= TEXT FOR ANALYSIS =
Agentic Git Flow

Git Flow is a lovely and industry-standard means of developing software, as follows.

  • Code changes are first proposed with an issue. This could be a bugfix or a new feature.
  • A dedicated branch is made to address that issue.
  • Changes are made on that branch.
  • Once the changes are satisfactory, a pull request is made to change the main branch.
  • This pull request is reviewed, feedback is incorporated, and then the branch is merged.

This pattern works well for agentic coding as well, but it needs to be augmented to clarify what success means.

In this post I will describe our formal approach to software development with agents. It allows the agent to operate autonomously but offers many chances to make sure the code is as you wish.

Formalize your goals and procedures

  • A document should be maintained with the overall plan and design of the project. This could be a .tex document describing the mathematical details of a model, or a collection of Markdown files that can be browsed using mkdocs. We use both.
  • Coding standards need to be laid down in detail. For claude these reside in a CLAUDE.md file, and also in code review subagents (see previous post).
  • Before making a code change, have an idea of how to validate that the code is working properly. Turn these into tests.

Begin each code change with an issue developed with the agent

The cycle begins with a new claude session by “onboarding” the agent: it reads the planning documents to understand what needs to be done. The goal is to develop a self-contained Markdown description of the code change, which will become a detailed issue. For bugfixes, it’s obvious what to specify.

For a new feature, make these code changes as small as possible. You can have claude read the current state of your code and your planning document, then propose the next minimal-but-nontrivial step. Making small steps from working-code to working-code makes for enjoyable debugging. Debugging major rewrites quickly becomes tedious.

I also like breaking down a single new feature into refactoring and implementation. Consider:

  1. What changes need to be made to the existing code to enable the new feature?
  2. How do we implement the new feature?

If the new issue is sizeable I suggest having one issue for each of these.

The goal of the first step is to maintain existing functionality, including all tests, but prepare “behind the scenes” for the new feature. For example, if we want a variant of an existing class, we can set up a superclass that factors out the common behavior between the existing and variant class.

The goal of the second step is to implement the new feature.

Each of these starts as an overview Markdown file providing the broad strokes of what is to be done, and once that looks good, it gets filled in with comprehensive code snippets. (For more on why detailed planning documents are essential, see the first principles post.)

Read these documents carefully and edit them directly or via your agent. Once you are satisfied, have claude raise them as issues using the gh command line tool (make sure to specify that the entire Markdown file should be used as the body of the issue). Note that you can use a code reviewer subagent to review and suggest additions to this file! This works very well in my experience, as the model can read the entire set of proposed changes at once.

= ENTRIES SUPPLIED =

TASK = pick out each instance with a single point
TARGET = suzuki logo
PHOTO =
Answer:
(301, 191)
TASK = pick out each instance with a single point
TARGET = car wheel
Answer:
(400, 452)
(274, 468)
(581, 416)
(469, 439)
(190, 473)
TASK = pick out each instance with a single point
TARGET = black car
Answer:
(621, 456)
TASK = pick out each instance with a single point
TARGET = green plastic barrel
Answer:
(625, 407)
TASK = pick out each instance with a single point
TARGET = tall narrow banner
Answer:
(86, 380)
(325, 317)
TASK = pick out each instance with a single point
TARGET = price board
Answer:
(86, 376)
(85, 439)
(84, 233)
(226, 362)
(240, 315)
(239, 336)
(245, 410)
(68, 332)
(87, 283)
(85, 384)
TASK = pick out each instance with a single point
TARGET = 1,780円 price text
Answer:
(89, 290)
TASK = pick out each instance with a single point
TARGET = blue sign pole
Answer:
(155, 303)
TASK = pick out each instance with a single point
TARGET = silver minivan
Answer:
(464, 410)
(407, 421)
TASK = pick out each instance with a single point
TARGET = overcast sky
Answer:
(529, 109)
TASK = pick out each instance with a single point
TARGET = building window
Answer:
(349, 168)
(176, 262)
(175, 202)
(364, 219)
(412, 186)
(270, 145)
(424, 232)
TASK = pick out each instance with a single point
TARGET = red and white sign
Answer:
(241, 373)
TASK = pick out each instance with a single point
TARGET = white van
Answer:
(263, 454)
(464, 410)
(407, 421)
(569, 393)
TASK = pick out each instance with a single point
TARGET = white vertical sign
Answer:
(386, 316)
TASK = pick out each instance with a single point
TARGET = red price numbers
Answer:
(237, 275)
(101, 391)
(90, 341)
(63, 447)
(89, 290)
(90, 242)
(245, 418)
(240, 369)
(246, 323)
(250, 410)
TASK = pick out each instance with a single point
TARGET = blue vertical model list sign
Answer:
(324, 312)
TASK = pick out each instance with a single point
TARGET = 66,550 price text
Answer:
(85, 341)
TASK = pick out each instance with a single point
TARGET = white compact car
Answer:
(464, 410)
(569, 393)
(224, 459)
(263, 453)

= QUESTIONS TO ANSWER =
[a] Retype the part of the Agentic Git Flow post that opens with the words containing "The goal of the first" and closes with "and variant class.".
[b] According to the Agentic Git Flow post, where do the coding standards for claude reside?
[c] Proceed with the Agentic Git Flow post from the point where it stops.

= ANSWERS TO EACH TASK =
[a]
The goal of the first step is to maintain existing functionality, including all tests, but prepare “behind the scenes” for the new feature. For example, if we want a variant of an existing class, we can set up a superclass that factors out the common behavior between the existing and variant class.

[b] In a CLAUDE.md file and in code review subagents.

[c]
☝️ This is the first opportunity you have to make sure that the code comes out as you want.

[A note on Test-driven development. Test-driven development is one of those “in theory” good things, but it requires significant discipline when coding by hand. When coding with an agent, it is much easier to do, and giving the agent a measure of success allows it to iterate independently. This step is the place to specify what tests you want.]

Let the agent execute the task

You can then start a new agent and point it at the issue. My prompt for this is:

Please read issue 64 using `gh`.
We are going to do the work described there.
Think hard to brainstorm clarifying questions.
If you have any such questions, STOP and ask them.
Once everything is clear, make sure we have pulled main and then make a new feature branch 64-... and get to work.
Don't get creative with the implementation-- copy code directly from the issue as a starting point.
Feel free to refine code as needed, but STOP if you start deviating from the issue significantly so we can discuss.
If everything is going well, please continue until the issue is done and all tests pass.

With a well-designed issue and a prompt like that, my success rate is good for getting to a reasonable place. This prompt is actually perfect for a custom slash command with an argument for the issue number.

Read the generated code

Read the new code using a tool that allows you to quickly see the git “diff” (lines that differ from the previous version). For VSCode, you don’t need a fancy plugin, just the Source Control view. Note that VSCode can diff notebooks as well as source files. For vim, I love fugitive. Emacs users have magit. One could use GitHub Desktop (though this doesn’t have 3-way merge conflict resolution like these other tools do).

Keep the parts you like

If you like something the agent has written, preserve it in case the agent starts going off the rails. There are two ways to do this with git. The most durable is to commit and push the new changes. Recall that because you are on a feature branch, it’s OK to commit code that isn’t quite right (you will have the chance to review it later). If you don’t want to commit the code, you can “stage” it in git, which saves those differences in a way you can compare future changes to.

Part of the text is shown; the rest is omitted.